Source passage –
<<<<
- Specialty: Gynaecology

= Sacrohysteropexy =

Sacrohysteropexy is a surgical procedure to correct uterine prolapse. It involves a resuspension of the prolapsed uterus using a strip of synthetic mesh to lift the uterus and hold it in place. It allows for normal sexual function and preserves childbearing function.

==Procedure==
Sacrohysteropexy can be performed as an open operation or laparoscopically (via keyhole incisions). The advantages of laparoscopic approach include superior visualisation of the anatomy with laparoscopic magnification, decreased hospital stay, reduced postoperative pain, more rapid recovery and smaller incisions.

The aim of laparoscopic hysteropexy is to restore and reinforce normal uterine support by suspending the uterus from the sacral promontory using polypropylene mesh. The mesh is strongly attached at two points: namely the uterus/cervix and the anterior longitudinal ligament over the sacral promontory. Hysteropexy restores the normal support of the vagina, suspending the uterus back in its anatomical position by reinforcing weakened ligaments with a mesh. This procedure allows the length of the vagina to be restored without compromising its calibre, and is therefore likely to have a favourable functional outcome.

==Outcomes==
The advantages of this operation over hysterectomy, as well as preservation of fertility, are a stronger repair, with less risk of recurrent prolapse. Cuts to the vagina itself are also avoided so it is likely there is less risk of subsequent sexual problems.
>>>>
Stored data –
<<<<
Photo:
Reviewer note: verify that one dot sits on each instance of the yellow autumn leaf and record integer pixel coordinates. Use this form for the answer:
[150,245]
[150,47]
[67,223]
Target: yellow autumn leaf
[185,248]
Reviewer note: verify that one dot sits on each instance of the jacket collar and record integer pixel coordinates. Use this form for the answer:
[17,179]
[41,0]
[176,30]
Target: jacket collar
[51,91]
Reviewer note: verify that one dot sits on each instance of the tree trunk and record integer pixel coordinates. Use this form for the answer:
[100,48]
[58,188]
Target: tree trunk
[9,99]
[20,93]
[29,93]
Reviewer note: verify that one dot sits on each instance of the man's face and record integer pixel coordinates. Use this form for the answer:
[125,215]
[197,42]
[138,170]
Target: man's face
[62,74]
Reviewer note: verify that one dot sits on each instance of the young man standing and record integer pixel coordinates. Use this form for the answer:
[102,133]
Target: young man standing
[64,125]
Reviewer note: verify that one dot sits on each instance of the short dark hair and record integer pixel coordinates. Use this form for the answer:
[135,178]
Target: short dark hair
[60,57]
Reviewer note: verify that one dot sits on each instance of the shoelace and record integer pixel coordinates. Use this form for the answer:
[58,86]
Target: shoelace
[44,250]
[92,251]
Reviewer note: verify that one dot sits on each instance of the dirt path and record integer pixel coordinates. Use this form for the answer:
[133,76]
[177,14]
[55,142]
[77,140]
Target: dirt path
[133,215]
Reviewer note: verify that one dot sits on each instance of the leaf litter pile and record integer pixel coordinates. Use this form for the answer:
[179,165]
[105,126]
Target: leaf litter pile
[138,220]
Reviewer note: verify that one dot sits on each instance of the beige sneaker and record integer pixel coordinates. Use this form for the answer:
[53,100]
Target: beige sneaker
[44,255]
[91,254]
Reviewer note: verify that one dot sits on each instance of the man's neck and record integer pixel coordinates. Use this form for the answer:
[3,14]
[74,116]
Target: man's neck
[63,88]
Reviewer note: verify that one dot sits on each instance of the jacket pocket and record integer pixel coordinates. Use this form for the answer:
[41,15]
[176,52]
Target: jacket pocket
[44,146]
>>>>
Instructions to follow –
Copy out the sacrohysteropexy article in full, word for word. The rows are separate material, unrelated to the sacrohysteropexy article.

Output below –
- Specialty: Gynaecology

= Sacrohysteropexy =

Sacrohysteropexy is a surgical procedure to correct uterine prolapse. It involves a resuspension of the prolapsed uterus using a strip of synthetic mesh to lift the uterus and hold it in place. It allows for normal sexual function and preserves childbearing function.

==Procedure==
Sacrohysteropexy can be performed as an open operation or laparoscopically (via keyhole incisions). The advantages of laparoscopic approach include superior visualisation of the anatomy with laparoscopic magnification, decreased hospital stay, reduced postoperative pain, more rapid recovery and smaller incisions.

The aim of laparoscopic hysteropexy is to restore and reinforce normal uterine support by suspending the uterus from the sacral promontory using polypropylene mesh. The mesh is strongly attached at two points: namely the uterus/cervix and the anterior longitudinal ligament over the sacral promontory. Hysteropexy restores the normal support of the vagina, suspending the uterus back in its anatomical position by reinforcing weakened ligaments with a mesh. This procedure allows the length of the vagina to be restored without compromising its calibre, and is therefore likely to have a favourable functional outcome.

==Outcomes==
The advantages of this operation over hysterectomy, as well as preservation of fertility, are a stronger repair, with less risk of recurrent prolapse. Cuts to the vagina itself are also avoided so it is likely there is less risk of subsequent sexual problems.